Directions for this task
Rewrite the records below, changing each "drop a pin" to "place a marker" and leaving everything else as it is.

Listed records
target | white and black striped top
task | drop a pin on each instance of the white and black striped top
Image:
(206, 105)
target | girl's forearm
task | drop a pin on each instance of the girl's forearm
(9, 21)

Exercise response
target | white and black striped top
task | place a marker on each instance of the white and black striped top
Image:
(206, 105)
target | girl's forearm
task | place a marker on each instance of the girl's forearm
(9, 21)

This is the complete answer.